— START Data lines —

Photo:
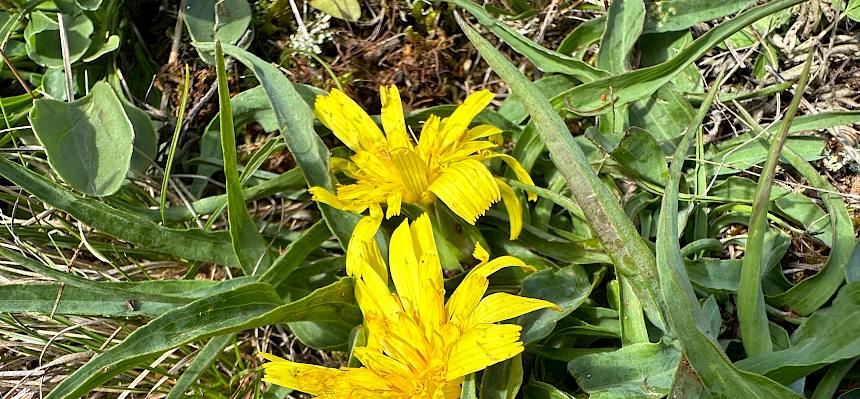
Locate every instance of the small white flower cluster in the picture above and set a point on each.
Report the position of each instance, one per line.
(317, 34)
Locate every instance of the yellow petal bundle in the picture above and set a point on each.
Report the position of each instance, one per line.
(419, 346)
(391, 168)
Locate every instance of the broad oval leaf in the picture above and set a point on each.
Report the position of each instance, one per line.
(88, 142)
(348, 10)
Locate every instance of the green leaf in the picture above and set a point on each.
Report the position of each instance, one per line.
(542, 390)
(224, 20)
(665, 115)
(295, 119)
(656, 48)
(145, 137)
(639, 155)
(595, 97)
(643, 370)
(42, 38)
(106, 299)
(685, 316)
(189, 244)
(349, 10)
(577, 42)
(544, 59)
(752, 318)
(251, 249)
(249, 306)
(673, 15)
(98, 130)
(623, 26)
(567, 287)
(852, 270)
(629, 253)
(827, 336)
(502, 380)
(852, 10)
(201, 362)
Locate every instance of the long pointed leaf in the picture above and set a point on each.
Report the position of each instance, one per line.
(616, 232)
(248, 244)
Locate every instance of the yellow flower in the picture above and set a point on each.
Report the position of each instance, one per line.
(418, 346)
(446, 163)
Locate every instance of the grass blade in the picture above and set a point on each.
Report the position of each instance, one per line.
(629, 253)
(248, 244)
(685, 315)
(201, 362)
(249, 306)
(296, 122)
(543, 58)
(173, 142)
(595, 97)
(752, 317)
(189, 244)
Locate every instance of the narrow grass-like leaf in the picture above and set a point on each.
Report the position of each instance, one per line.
(76, 296)
(246, 307)
(543, 58)
(186, 87)
(567, 287)
(542, 390)
(616, 232)
(827, 336)
(189, 244)
(685, 315)
(813, 292)
(296, 122)
(752, 317)
(623, 26)
(248, 244)
(673, 15)
(287, 182)
(72, 300)
(295, 254)
(201, 362)
(595, 97)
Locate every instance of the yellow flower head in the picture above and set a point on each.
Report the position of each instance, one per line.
(391, 168)
(418, 345)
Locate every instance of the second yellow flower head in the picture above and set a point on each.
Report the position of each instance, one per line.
(445, 162)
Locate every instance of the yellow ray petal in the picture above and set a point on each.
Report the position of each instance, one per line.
(395, 200)
(392, 118)
(428, 141)
(348, 121)
(395, 372)
(455, 126)
(503, 306)
(461, 305)
(321, 381)
(374, 299)
(362, 250)
(404, 268)
(467, 188)
(413, 173)
(431, 305)
(512, 205)
(483, 346)
(481, 131)
(519, 171)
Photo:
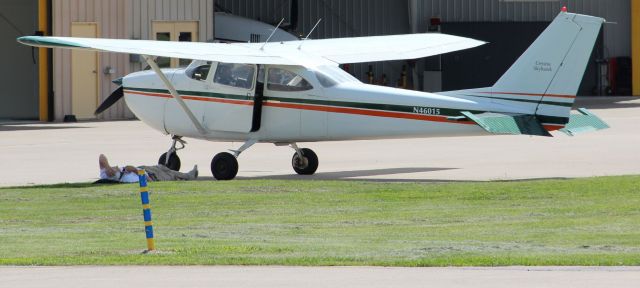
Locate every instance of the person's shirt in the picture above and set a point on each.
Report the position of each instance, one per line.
(127, 177)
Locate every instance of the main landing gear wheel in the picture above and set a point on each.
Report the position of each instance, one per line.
(224, 166)
(307, 164)
(174, 161)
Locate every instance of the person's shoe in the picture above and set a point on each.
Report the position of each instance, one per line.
(194, 173)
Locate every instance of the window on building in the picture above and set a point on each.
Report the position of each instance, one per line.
(235, 75)
(284, 80)
(179, 31)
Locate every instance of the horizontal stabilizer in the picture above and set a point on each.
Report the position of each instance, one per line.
(508, 124)
(584, 122)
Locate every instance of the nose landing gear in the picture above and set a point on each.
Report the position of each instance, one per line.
(304, 161)
(173, 161)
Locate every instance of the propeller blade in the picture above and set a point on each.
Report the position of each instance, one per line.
(112, 99)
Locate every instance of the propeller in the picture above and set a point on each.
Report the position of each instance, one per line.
(115, 96)
(293, 15)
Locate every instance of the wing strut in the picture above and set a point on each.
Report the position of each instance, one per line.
(175, 94)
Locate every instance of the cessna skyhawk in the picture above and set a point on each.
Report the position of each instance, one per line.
(290, 92)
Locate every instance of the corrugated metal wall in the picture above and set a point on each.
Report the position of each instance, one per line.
(340, 18)
(344, 18)
(124, 19)
(617, 36)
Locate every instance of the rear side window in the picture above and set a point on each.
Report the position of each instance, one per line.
(199, 73)
(235, 75)
(284, 80)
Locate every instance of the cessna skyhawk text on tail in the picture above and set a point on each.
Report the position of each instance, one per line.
(290, 92)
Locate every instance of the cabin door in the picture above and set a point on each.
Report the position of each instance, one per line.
(84, 74)
(231, 101)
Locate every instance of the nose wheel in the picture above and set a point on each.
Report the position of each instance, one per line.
(173, 161)
(305, 161)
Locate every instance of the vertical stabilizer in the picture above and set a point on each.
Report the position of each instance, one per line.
(551, 70)
(544, 81)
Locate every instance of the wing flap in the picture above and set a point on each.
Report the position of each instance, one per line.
(385, 48)
(496, 123)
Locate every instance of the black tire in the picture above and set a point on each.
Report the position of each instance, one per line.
(224, 166)
(174, 161)
(306, 166)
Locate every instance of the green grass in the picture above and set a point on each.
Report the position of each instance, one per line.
(556, 222)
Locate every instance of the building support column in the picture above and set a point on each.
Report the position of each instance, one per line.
(635, 46)
(43, 61)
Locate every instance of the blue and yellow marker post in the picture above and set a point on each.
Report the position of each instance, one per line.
(146, 210)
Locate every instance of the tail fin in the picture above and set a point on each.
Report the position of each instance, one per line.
(544, 81)
(551, 70)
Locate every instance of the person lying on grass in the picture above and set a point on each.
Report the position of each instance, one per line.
(129, 174)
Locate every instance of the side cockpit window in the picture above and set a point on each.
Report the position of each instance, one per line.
(235, 75)
(284, 80)
(199, 73)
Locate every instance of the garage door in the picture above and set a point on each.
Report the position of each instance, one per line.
(18, 72)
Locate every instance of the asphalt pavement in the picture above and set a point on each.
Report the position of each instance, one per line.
(68, 153)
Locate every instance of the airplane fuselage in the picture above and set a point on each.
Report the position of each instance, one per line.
(349, 110)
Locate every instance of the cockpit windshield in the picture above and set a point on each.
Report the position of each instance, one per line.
(330, 76)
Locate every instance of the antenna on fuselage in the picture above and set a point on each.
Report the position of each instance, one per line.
(309, 35)
(272, 33)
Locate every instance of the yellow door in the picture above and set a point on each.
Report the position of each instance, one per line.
(84, 74)
(182, 31)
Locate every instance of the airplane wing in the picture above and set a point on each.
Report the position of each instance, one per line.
(304, 53)
(219, 52)
(385, 48)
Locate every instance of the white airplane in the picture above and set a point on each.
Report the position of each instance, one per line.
(290, 92)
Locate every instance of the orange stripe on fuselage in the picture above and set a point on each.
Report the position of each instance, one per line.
(552, 127)
(341, 110)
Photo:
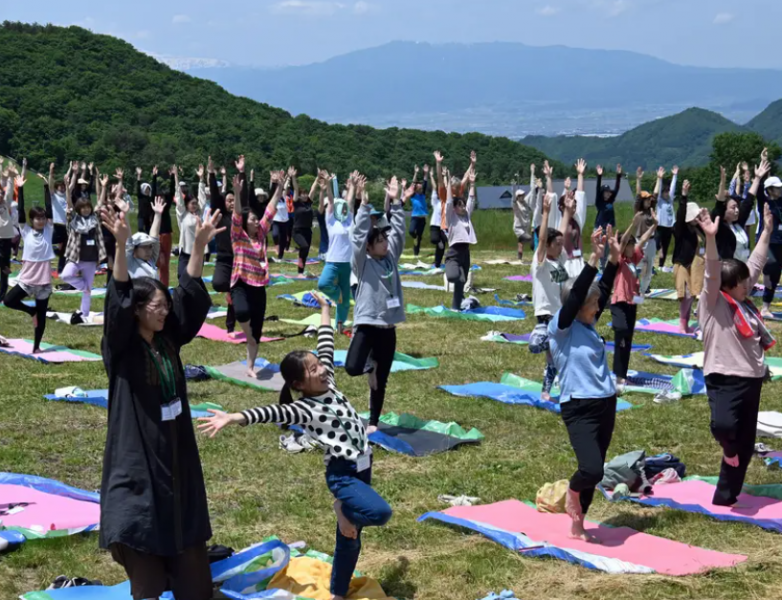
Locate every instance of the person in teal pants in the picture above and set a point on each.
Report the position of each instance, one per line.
(334, 281)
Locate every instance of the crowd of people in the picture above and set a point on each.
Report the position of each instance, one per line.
(154, 516)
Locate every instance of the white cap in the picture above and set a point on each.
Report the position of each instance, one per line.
(772, 182)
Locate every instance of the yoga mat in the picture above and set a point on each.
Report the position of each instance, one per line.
(402, 362)
(696, 496)
(492, 314)
(92, 320)
(54, 510)
(100, 398)
(50, 354)
(267, 377)
(218, 334)
(523, 529)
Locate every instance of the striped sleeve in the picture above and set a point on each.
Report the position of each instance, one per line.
(297, 413)
(326, 347)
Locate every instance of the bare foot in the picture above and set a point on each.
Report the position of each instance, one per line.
(346, 528)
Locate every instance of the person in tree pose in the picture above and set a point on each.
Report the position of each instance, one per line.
(154, 515)
(329, 417)
(588, 395)
(735, 340)
(35, 279)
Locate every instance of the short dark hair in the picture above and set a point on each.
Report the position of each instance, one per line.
(552, 235)
(732, 273)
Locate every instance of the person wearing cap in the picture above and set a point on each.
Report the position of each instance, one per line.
(733, 211)
(377, 247)
(644, 203)
(522, 214)
(688, 262)
(771, 194)
(666, 215)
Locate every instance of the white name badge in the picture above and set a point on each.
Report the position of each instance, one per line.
(364, 461)
(171, 411)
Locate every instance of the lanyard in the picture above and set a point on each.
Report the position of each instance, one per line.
(165, 372)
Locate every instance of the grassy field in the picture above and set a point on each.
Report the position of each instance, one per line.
(256, 490)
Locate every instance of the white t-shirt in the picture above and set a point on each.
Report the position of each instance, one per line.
(59, 209)
(437, 214)
(340, 248)
(547, 281)
(37, 244)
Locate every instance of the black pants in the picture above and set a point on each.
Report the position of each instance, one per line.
(13, 299)
(457, 267)
(439, 240)
(280, 237)
(623, 322)
(303, 239)
(590, 425)
(664, 235)
(772, 272)
(184, 260)
(5, 265)
(734, 403)
(221, 282)
(379, 343)
(249, 304)
(417, 227)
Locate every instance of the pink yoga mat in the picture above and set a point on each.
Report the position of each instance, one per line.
(25, 349)
(664, 556)
(47, 512)
(218, 334)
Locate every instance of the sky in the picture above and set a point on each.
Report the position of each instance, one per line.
(710, 33)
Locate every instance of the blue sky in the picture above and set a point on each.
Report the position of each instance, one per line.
(715, 33)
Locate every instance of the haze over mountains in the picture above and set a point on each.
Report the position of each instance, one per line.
(500, 88)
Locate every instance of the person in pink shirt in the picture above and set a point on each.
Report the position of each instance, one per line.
(735, 340)
(627, 295)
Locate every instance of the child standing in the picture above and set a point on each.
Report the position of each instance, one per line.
(329, 417)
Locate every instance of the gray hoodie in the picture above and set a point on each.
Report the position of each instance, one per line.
(379, 298)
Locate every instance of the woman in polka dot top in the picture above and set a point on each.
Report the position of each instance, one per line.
(328, 417)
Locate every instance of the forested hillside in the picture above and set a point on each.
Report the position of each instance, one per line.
(68, 93)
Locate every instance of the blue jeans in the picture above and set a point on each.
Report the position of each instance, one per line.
(324, 233)
(362, 506)
(335, 283)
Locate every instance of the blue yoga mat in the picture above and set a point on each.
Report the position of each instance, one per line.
(508, 394)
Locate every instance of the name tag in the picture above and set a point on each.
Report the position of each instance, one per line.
(364, 461)
(171, 411)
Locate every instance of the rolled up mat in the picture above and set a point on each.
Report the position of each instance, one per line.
(696, 497)
(521, 528)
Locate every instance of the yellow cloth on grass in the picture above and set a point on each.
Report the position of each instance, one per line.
(311, 578)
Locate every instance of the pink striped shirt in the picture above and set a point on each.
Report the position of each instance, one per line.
(250, 264)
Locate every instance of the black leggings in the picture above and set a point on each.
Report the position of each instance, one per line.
(439, 240)
(13, 299)
(457, 267)
(772, 272)
(664, 235)
(303, 239)
(249, 304)
(623, 316)
(417, 227)
(379, 343)
(221, 282)
(590, 425)
(734, 403)
(5, 265)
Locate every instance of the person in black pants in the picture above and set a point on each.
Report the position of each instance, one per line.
(588, 394)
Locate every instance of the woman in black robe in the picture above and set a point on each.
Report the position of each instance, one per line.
(154, 516)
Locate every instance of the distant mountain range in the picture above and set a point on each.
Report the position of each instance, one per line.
(500, 88)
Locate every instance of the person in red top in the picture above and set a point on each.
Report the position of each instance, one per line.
(627, 297)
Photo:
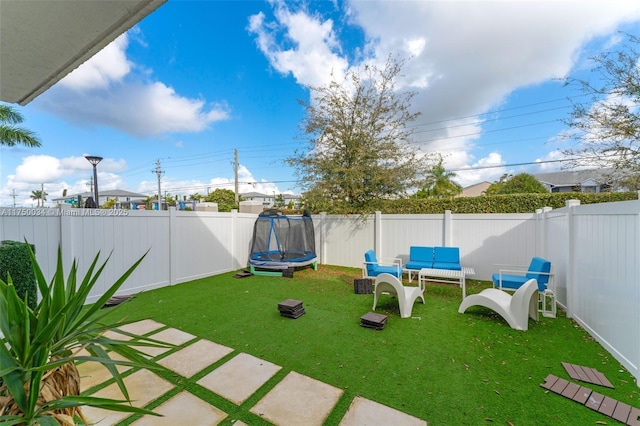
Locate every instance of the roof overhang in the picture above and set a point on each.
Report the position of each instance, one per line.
(41, 41)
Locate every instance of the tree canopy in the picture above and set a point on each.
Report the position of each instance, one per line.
(607, 124)
(225, 198)
(10, 133)
(522, 183)
(356, 138)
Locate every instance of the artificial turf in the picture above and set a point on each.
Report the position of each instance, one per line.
(441, 366)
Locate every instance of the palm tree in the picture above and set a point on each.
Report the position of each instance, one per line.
(39, 194)
(439, 183)
(12, 135)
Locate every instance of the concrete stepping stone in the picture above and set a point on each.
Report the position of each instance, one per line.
(363, 411)
(195, 357)
(170, 335)
(142, 327)
(94, 373)
(238, 378)
(183, 409)
(298, 400)
(143, 387)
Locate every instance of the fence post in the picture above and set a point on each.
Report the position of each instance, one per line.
(571, 260)
(446, 228)
(173, 239)
(377, 234)
(541, 231)
(235, 264)
(321, 228)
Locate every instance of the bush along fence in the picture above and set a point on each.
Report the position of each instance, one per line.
(15, 262)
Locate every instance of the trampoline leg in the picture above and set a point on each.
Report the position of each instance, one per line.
(265, 273)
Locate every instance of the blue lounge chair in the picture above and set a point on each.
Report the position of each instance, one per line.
(514, 277)
(372, 267)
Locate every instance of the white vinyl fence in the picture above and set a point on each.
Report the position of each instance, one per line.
(594, 250)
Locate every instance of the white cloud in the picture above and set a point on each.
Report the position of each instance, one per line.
(466, 57)
(104, 92)
(314, 51)
(39, 169)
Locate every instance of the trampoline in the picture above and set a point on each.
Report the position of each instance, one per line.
(282, 242)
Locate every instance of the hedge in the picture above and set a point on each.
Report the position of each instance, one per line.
(511, 203)
(15, 261)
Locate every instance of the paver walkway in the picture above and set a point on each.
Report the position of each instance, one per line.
(294, 400)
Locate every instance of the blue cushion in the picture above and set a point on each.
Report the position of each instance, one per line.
(419, 265)
(370, 256)
(539, 265)
(396, 272)
(373, 269)
(447, 265)
(510, 281)
(421, 254)
(446, 254)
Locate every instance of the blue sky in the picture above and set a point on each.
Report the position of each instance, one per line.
(197, 79)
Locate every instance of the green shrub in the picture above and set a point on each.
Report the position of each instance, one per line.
(511, 203)
(15, 261)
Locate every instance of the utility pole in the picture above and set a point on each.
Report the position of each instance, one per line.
(158, 171)
(235, 169)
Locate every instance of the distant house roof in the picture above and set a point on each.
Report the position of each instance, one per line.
(119, 193)
(574, 177)
(475, 190)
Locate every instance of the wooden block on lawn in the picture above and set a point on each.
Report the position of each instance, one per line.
(621, 413)
(559, 386)
(289, 305)
(570, 391)
(294, 314)
(363, 286)
(582, 395)
(549, 381)
(634, 417)
(608, 406)
(373, 320)
(594, 401)
(586, 374)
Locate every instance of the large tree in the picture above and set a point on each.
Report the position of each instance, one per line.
(522, 183)
(10, 133)
(607, 123)
(439, 183)
(357, 142)
(225, 198)
(39, 195)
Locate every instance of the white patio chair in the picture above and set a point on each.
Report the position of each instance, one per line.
(406, 295)
(516, 309)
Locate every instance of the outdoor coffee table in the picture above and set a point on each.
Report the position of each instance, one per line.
(445, 276)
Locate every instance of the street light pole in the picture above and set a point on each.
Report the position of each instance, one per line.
(94, 160)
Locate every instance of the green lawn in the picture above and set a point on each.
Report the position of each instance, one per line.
(441, 366)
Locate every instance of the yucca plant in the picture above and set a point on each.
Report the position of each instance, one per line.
(39, 348)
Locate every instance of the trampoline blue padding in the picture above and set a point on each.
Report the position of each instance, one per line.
(281, 242)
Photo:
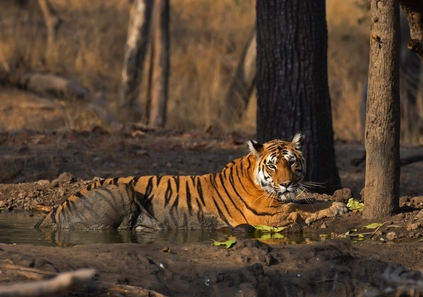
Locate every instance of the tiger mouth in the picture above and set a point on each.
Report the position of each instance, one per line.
(286, 196)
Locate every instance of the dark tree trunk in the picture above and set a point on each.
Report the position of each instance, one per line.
(292, 85)
(381, 195)
(135, 52)
(159, 68)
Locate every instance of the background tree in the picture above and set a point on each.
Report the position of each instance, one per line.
(292, 84)
(159, 66)
(381, 196)
(135, 52)
(242, 84)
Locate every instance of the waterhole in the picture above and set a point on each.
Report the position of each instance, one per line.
(17, 227)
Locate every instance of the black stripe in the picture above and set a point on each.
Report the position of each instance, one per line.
(200, 213)
(200, 191)
(168, 193)
(53, 215)
(188, 197)
(222, 216)
(230, 198)
(149, 187)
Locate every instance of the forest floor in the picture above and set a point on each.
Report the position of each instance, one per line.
(43, 167)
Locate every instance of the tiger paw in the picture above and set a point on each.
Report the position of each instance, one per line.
(337, 208)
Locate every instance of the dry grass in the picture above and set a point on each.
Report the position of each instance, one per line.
(207, 39)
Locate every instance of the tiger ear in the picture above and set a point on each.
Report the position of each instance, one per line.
(255, 147)
(298, 141)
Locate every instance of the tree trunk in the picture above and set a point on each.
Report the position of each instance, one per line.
(52, 22)
(135, 51)
(159, 69)
(242, 85)
(292, 84)
(381, 195)
(414, 12)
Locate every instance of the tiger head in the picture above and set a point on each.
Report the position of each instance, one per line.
(280, 167)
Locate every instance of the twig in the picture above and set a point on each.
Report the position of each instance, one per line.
(59, 284)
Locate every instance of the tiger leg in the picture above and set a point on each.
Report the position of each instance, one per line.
(308, 213)
(107, 207)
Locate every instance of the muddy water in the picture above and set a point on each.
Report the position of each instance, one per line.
(17, 227)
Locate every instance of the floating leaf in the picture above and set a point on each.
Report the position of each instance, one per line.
(373, 225)
(350, 231)
(229, 243)
(268, 229)
(272, 236)
(355, 205)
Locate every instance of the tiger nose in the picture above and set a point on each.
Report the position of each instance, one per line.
(285, 184)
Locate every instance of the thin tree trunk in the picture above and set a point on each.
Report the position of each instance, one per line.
(159, 70)
(414, 12)
(381, 195)
(242, 85)
(292, 84)
(135, 51)
(52, 22)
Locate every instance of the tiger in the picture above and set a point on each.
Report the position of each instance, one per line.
(259, 188)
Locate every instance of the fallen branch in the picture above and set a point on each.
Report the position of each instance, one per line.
(61, 283)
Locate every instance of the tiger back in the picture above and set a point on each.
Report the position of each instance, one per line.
(257, 189)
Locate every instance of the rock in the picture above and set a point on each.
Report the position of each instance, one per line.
(66, 177)
(404, 199)
(398, 217)
(43, 182)
(413, 226)
(342, 195)
(391, 236)
(417, 200)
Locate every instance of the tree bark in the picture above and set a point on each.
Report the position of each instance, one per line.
(159, 69)
(381, 195)
(414, 11)
(52, 22)
(292, 84)
(135, 52)
(242, 85)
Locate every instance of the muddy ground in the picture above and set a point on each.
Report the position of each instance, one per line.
(42, 168)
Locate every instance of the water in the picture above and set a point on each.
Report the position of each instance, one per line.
(18, 227)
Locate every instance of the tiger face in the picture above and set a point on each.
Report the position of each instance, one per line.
(280, 167)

— END Data lines —

◆ Written instruction ◆
Take the lines above from the one holding "Locate every instance of the rock" to the last and output them exactly.

◆ Task solution ◆
Locate every instance of the rock in the picture above and set a point on each.
Report the position of each instance, one per line.
(66, 177)
(404, 199)
(398, 217)
(43, 182)
(413, 226)
(342, 195)
(391, 236)
(417, 200)
Locate every instance of the tree bark in the picture above and set a point on each.
Report the position of each instance, one per line.
(159, 69)
(381, 195)
(414, 11)
(52, 22)
(292, 84)
(135, 52)
(242, 85)
Locate every instance of the muddy ground in the picture above and set a point on each.
Report the position of each instance, one per line.
(42, 168)
Locate every instance of the water in the picture above and set a point on each.
Report the position of each instance, one per line.
(18, 227)
Locate every instance of the tiger face in the picture above and set a point on each.
Report the position of each instance, one per line.
(280, 167)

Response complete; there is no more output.